Selected extract:
□ □ □ □ □ □ □

GPT-5 (non-reasoning) outputs U+202F (narrow no-break space) instead of normal spaces — breaks text rendering on macOS apps

The GPT-5 (non-reasoning) model has recently started to frequently insert U+202F — Narrow No-Break Space instead of the standard U+0020 space.

In my environment (and several other macOS applications like T3 Chat), U+202F renders as a very narrow gap—approximately one-fifth the width of a normal space—making the generated text visually compressed and extremely difficult to read.

Symptom Examples:

  • Observed in: Markdown table headers, headings, and at times, in regular prose.
  • Not limited to specific threads: Old threads that never produced these characters, now does.

Technical Details:

Field Value
Model GPT-5 (non-reasoning variant)
Token ID 35971 (per OpenAI tokenizer)
Unicode U+202F (Narrow No-Break Space)
OS macOS Sequoia 15.6.1
Hardware Apple M1 Max, 32 GB RAM
Interface T3 Chat / Other macOS UIs

Request:

Could the OpenAI team clarify if this frequent substitution of U+0020 with U+202F is intentional (e.g., related to tokenization or watermarking), and if not, please flag this for a normalization fix in the GPT-5 generation pipeline. A consistent use of U+0020 for general spacing is crucial for UI readability.

Thank you,
Patrik

1 Like

I am also finding this exact same issue within gpt-5-chat! It’s quite annoying, have worked around it by adding the following to my prompts:
”Do not use narrow no‑break spaces (U+202F)”

But it would be great to know if this is something I should be updating my renderer to accommodate for so text doesn’t look so compressed?

When did you notice this?

I wonder if OpenAI got these narrow spaces in their training data for an update by mistake or wether there’s something else going on :thinking:

I’m not sure but it is defo only with gpt-5 so it must just be how it was trained like you said. GPT-5 in general was such a big downgrade imo😬

Interesting article here seems to be the issue we’re having: New ChatGPT Models Seem to Leave Watermarks on Text

So it seems some reinforcement-learning training data got contaminated with U+202F characters. Good find, thanks!

□ □ □ □ □ □ □

Given information:
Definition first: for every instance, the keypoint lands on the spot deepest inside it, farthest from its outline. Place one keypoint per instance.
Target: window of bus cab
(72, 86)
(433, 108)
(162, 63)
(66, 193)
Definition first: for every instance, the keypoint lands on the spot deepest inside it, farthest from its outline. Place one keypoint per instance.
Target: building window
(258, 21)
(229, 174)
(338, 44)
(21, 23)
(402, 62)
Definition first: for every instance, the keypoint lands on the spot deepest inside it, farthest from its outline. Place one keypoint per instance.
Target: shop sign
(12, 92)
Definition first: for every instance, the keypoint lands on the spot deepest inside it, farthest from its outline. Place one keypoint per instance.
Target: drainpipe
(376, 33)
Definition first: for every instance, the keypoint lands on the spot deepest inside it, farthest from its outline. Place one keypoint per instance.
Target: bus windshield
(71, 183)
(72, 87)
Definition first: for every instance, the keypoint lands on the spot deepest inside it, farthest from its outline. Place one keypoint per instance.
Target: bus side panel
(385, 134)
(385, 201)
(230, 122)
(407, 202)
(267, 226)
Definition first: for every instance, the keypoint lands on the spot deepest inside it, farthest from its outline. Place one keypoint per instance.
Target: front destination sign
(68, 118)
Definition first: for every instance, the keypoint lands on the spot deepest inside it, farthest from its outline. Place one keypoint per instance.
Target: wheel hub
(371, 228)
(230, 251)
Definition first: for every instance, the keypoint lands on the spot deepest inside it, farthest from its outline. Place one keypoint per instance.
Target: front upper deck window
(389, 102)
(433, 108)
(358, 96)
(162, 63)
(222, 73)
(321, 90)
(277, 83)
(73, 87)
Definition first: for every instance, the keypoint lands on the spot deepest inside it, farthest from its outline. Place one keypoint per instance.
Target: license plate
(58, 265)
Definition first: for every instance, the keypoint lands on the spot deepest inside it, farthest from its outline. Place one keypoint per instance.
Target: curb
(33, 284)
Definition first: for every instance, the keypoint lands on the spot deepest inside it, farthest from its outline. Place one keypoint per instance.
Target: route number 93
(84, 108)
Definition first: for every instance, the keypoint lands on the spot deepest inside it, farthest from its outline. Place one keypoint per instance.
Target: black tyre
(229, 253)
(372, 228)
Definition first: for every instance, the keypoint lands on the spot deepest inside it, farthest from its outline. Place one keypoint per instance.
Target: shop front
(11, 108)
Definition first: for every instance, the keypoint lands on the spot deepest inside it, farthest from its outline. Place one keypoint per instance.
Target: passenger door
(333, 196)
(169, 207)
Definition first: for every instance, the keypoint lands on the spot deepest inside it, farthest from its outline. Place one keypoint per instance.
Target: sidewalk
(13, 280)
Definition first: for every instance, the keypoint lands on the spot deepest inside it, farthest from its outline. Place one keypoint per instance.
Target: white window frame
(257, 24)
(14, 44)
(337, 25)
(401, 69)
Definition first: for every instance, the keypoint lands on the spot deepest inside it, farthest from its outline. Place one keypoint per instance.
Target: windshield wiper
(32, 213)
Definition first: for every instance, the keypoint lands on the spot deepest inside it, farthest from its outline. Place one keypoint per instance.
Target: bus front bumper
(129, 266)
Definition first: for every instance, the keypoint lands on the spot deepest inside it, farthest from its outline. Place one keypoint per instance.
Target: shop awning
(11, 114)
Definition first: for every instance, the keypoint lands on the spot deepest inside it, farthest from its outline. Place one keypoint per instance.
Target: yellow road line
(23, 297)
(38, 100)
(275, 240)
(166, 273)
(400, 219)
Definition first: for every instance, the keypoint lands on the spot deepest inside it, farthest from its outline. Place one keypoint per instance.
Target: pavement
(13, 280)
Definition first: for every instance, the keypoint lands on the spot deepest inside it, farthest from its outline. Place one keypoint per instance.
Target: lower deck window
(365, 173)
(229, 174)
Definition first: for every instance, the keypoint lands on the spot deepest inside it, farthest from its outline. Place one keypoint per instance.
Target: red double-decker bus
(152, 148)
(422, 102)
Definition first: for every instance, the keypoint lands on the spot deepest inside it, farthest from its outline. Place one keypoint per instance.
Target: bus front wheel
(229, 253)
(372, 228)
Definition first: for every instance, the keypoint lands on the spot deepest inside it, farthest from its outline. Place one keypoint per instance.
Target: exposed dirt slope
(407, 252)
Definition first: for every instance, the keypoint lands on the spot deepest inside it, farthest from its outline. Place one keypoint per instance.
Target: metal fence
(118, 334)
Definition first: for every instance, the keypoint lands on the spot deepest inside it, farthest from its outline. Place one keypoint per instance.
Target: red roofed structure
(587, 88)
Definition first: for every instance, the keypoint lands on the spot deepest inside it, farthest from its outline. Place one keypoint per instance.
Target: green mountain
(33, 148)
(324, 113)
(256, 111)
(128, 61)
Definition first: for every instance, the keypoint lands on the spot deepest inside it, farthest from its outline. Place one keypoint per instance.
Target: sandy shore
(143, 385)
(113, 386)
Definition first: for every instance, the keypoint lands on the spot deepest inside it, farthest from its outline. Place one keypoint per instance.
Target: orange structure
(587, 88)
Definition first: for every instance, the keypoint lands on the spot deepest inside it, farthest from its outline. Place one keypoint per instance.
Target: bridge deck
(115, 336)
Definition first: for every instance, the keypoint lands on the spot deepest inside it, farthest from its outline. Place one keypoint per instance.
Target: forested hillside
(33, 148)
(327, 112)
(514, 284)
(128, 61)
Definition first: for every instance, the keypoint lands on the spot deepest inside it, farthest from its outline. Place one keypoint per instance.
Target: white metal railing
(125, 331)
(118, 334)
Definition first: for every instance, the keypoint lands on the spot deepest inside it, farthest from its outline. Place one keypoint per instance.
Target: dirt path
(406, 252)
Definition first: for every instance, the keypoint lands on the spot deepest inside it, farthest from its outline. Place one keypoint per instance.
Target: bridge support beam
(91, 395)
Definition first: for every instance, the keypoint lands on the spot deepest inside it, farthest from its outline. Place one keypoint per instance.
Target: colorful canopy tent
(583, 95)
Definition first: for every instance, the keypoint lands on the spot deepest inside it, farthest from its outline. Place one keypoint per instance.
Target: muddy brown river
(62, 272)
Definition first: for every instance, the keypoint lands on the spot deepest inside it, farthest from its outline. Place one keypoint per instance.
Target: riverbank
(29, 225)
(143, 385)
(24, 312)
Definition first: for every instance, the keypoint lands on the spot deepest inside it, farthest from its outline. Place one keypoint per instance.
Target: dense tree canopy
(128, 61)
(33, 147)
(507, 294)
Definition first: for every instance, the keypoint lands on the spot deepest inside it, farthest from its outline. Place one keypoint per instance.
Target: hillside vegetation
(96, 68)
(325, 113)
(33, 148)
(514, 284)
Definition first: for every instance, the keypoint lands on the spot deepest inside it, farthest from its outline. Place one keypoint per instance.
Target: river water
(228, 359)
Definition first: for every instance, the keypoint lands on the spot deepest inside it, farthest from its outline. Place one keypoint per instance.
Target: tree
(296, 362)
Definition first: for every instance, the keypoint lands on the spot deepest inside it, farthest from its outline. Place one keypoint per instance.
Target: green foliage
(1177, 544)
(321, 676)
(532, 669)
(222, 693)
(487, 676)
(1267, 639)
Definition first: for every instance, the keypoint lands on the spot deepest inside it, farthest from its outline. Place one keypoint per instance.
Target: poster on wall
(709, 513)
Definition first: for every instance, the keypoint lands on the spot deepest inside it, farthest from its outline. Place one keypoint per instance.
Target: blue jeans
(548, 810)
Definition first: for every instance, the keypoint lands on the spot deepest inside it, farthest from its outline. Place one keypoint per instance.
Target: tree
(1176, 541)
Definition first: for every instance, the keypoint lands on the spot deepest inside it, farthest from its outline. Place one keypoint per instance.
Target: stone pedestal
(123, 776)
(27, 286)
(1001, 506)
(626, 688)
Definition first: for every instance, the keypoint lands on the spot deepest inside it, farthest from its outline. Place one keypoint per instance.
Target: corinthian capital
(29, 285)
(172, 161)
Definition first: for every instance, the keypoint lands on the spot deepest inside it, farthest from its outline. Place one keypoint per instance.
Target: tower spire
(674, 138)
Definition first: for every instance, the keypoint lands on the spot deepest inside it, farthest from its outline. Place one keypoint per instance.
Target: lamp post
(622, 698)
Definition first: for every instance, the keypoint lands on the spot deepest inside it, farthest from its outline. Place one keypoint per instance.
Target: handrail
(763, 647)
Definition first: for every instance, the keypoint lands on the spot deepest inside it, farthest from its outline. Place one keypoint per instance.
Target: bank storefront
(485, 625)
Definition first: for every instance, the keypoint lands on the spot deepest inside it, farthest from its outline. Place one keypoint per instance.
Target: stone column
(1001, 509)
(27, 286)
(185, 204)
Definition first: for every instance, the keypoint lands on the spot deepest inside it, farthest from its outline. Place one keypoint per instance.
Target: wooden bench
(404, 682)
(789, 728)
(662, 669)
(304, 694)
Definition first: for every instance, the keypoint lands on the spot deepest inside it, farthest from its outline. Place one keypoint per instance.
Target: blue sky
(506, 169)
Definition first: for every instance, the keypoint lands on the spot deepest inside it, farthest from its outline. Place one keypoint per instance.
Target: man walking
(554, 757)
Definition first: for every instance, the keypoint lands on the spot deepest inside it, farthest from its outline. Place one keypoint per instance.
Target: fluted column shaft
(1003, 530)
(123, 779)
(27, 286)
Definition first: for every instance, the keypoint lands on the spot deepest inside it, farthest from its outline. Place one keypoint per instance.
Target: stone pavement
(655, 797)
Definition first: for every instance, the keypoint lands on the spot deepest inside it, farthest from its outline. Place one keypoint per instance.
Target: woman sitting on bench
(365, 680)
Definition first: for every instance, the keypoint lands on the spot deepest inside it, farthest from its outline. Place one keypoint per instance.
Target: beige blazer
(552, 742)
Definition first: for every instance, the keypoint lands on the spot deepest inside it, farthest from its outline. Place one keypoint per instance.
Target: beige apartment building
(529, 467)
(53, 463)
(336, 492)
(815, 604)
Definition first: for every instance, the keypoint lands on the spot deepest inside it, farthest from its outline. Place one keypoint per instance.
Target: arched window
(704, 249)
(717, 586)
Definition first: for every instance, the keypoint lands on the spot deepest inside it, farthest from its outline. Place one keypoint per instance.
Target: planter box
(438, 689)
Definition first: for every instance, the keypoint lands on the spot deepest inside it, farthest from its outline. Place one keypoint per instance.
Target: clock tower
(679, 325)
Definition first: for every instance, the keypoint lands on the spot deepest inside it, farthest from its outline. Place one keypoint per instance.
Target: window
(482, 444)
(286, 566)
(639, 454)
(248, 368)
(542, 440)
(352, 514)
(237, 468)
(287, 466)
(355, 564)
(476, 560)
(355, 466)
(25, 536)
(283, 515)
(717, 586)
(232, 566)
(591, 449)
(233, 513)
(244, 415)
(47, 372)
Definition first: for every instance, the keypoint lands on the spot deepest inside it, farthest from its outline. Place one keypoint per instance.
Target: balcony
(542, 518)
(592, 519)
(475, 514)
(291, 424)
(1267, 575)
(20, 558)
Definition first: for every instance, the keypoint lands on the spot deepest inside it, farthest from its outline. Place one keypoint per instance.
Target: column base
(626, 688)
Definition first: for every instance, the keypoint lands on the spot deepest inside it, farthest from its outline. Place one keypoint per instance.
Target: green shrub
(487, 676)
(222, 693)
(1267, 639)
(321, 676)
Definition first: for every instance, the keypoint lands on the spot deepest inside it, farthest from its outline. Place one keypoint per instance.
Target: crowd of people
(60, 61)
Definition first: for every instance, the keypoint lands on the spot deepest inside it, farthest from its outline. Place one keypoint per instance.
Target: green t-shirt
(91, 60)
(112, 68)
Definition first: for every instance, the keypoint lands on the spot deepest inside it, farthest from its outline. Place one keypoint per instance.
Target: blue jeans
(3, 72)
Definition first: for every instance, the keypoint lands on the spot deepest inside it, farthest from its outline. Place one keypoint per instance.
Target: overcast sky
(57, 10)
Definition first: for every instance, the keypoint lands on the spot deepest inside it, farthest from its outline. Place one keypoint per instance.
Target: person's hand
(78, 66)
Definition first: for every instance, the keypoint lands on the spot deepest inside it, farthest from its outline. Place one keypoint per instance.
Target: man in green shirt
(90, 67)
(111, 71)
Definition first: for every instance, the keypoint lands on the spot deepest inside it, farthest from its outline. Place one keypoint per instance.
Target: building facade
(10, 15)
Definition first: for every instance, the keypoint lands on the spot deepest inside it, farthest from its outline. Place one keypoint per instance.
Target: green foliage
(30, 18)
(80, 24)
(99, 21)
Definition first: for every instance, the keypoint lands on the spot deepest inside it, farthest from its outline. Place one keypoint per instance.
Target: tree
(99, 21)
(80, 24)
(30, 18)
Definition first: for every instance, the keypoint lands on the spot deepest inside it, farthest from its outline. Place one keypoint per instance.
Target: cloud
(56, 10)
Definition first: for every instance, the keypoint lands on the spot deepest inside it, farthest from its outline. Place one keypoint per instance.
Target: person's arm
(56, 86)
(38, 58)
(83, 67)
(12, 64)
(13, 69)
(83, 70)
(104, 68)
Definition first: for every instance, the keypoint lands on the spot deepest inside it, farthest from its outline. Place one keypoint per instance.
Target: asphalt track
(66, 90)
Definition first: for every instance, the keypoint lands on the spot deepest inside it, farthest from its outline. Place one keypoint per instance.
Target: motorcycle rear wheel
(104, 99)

□ □ □ □ □ □ □

Work required:
Reproduce, word for word, the stretch of the GPT-5 narrow no-break space thread from "In my environment" through "in regular prose.".

Answer to this exercise:
In my environment (and several other macOS applications like T3 Chat), U+202F renders as a very narrow gap—approximately one-fifth the width of a normal space—making the generated text visually compressed and extremely difficult to read.

Symptom Examples:

  • Observed in: Markdown table headers, headings, and at times, in regular prose.